- _EXCERPT TO READ_:
=== Begin Enclosure ===

Dyno Nobel is joining forces with Murdoch University in a three-year research project investigating ways to reduce emissions of potentially toxic gas during mine blasts.
Chief investigator Professor Bogdan Dlugogorski said the project aimed to control levels of the pollutant nitrogen dioxide during mine blasting.
If successful, the technology would have global application.
“Nitrogen dioxide is a toxic gas with a characteristic sharp pungent odour, and it is a prominent air pollutant that can be released after an ammonium nitrate-based explosive is used in a small percentage of mine-site blasts,” Professor Dlugogorski said.
“When there are releases of nitrogen dioxide, concentrations in post-blast clouds can exceed recommended safety limits by 30 to 3000 times.
“There is a risk, if proper precautions are not taken, of a major problem for mine workers and also for more widespread dispersal across neighbouring areas.”
He said that current precautions, which follow a risk assessment of pre-blast conditions and the likelihood of nitrogen dioxide to be generated, require blasting to occur only when the prevailing winds are blowing in approved directions and that exclusion distances are set.
This Australian Research Council Linkage project is worth $570,000, with a further $390,000 cash and in-kind support from Dyno Nobel Asia Pacific.

=== End Enclosure ===

- _DIRECTIONS_:
a – According to the article on reducing toxic gas from mine blasts, how long will the research project run?
b – Translate this sentence from the mine-blast emissions article into Spanish: "If successful, the technology would have global application."
c – Continue the article about curbing nitrogen dioxide from mine blasting, picking up after its final sentence.

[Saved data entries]
=== Begin Enclosure ===

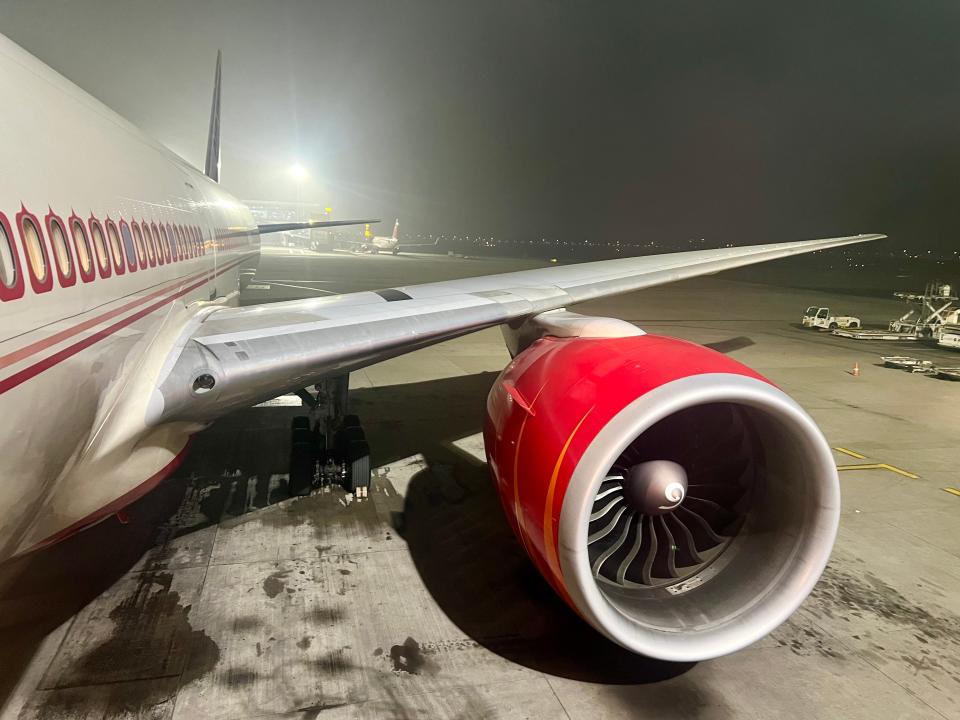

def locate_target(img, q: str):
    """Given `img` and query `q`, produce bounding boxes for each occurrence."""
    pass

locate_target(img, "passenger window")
[0,223,17,288]
[160,225,177,262]
[50,218,73,284]
[120,220,138,272]
[130,223,155,268]
[143,223,163,265]
[72,220,93,275]
[20,217,49,283]
[90,222,110,277]
[106,220,123,274]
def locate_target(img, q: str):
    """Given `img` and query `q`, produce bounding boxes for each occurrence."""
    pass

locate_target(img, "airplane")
[0,36,883,661]
[341,218,440,255]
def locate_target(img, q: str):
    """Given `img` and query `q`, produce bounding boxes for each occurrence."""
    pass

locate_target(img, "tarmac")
[0,248,960,720]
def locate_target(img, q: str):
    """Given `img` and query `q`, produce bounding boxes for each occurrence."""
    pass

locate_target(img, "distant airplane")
[0,36,882,661]
[341,218,440,255]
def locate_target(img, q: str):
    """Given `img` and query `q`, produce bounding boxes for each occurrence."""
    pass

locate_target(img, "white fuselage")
[0,36,259,560]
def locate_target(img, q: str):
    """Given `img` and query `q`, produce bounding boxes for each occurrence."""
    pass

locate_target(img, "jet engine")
[484,333,840,661]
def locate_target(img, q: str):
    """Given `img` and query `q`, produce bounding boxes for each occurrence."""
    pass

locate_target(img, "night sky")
[0,0,960,250]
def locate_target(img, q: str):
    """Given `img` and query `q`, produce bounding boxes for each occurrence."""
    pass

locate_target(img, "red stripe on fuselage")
[24,437,193,554]
[0,253,246,395]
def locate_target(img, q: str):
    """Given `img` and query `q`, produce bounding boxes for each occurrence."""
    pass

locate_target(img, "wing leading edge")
[147,235,885,424]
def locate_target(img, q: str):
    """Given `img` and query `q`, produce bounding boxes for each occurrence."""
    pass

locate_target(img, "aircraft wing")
[147,235,885,424]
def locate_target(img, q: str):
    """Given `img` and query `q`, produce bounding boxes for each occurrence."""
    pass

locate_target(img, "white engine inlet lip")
[559,373,840,662]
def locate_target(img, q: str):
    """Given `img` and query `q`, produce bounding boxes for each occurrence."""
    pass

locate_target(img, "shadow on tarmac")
[0,372,692,707]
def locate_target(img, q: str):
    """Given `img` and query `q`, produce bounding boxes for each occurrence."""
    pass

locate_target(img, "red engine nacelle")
[484,335,839,660]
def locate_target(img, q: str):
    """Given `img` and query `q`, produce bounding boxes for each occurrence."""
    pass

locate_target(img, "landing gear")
[289,375,371,499]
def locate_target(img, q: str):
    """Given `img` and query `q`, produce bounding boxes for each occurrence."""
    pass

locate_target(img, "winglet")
[203,50,222,182]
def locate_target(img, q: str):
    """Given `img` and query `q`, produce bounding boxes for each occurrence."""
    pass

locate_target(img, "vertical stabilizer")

=== End Enclosure ===

- _RESPONSES PER TASK_:
a – Three years.

b – Si tiene éxito, la tecnología tendría aplicación mundial.

c –
DNAP research and development manager Dr Jeffrey Gore said Dyno Nobel had worked for several years with Professor Dlugogorski to identify suitable explosive technologies to minimise the generation of post blast fumes for application in soft and wet ground.
“An example is the Titan 9000xero® product which was developed by the DNAP Explosives R&D team in 2014. To date, in more than 200 blasts, no orange post blast fume, which may contain nitrogen dioxide, has been observed during use,” Dr Gore said.
“Additionally, Titan 9000xero® uses no non-biodegradable plastic.”
The ARC funding will enable this project to expand to include the development of new blends of no-fume high-bulk energy strength explosives and to develop better methods to sample gases from detonation fumes.
Dr Gore said the fundamental studies of the research program would be performed at Murdoch University and when the technology was to be scaled up in explosives formulations, the work would be performed at Dyno Nobel’s R&D Centre at Mt Thorley in New South Wales.